• **Work instruction**
Your task is to repeat exactly the lines below between the line holding "box: [364, 211, 639, 580]" and the line holding "positive clicks: (396, 435)", inclusive, and only those.

• **Information**
((
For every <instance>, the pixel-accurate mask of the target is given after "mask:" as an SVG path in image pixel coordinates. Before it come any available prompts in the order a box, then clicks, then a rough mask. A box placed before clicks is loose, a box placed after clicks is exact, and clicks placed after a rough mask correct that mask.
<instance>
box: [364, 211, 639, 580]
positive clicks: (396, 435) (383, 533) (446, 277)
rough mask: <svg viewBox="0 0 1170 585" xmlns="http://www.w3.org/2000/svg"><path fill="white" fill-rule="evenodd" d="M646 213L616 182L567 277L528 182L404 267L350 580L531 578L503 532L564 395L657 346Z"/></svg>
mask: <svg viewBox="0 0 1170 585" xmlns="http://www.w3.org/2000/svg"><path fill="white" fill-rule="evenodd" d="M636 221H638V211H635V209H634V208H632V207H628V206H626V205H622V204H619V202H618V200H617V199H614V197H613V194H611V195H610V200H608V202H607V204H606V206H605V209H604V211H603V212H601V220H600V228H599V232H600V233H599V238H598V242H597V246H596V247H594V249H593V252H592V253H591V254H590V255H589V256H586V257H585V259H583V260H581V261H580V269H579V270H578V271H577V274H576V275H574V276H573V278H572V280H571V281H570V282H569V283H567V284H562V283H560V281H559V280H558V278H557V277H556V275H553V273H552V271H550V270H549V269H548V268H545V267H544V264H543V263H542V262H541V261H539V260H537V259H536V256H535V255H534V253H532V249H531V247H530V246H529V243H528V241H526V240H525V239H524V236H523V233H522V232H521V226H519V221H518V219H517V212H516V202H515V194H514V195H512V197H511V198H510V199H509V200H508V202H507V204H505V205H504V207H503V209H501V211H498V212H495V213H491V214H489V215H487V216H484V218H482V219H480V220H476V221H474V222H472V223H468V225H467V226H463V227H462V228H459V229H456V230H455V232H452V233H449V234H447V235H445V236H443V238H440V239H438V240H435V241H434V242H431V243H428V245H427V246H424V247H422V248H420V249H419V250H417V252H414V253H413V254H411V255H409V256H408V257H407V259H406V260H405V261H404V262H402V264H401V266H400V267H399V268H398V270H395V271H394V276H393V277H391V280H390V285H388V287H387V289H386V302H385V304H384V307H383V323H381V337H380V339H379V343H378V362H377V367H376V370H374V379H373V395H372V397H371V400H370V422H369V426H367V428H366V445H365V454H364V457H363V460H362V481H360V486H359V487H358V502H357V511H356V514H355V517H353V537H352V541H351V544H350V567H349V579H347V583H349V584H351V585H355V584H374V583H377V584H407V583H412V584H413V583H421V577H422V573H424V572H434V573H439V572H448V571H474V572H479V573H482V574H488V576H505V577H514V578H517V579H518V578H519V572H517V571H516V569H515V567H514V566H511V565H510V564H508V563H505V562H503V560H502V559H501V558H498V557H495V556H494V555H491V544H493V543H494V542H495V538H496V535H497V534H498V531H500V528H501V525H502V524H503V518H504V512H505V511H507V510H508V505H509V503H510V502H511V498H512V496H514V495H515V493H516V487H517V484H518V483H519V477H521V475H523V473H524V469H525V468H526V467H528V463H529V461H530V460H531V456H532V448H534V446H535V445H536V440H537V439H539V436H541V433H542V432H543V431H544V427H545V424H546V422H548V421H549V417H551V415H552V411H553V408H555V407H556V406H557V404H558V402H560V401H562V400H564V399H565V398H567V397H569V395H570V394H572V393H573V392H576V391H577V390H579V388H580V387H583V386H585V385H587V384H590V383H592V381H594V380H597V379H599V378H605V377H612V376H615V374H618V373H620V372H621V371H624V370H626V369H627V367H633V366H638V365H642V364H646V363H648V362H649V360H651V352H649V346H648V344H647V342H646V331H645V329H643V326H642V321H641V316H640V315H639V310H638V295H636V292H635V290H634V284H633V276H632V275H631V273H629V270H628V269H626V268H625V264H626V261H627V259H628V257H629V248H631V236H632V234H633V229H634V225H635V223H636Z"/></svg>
))
• **Exercise output**
box: [364, 211, 639, 580]
positive clicks: (396, 435) (383, 533) (446, 277)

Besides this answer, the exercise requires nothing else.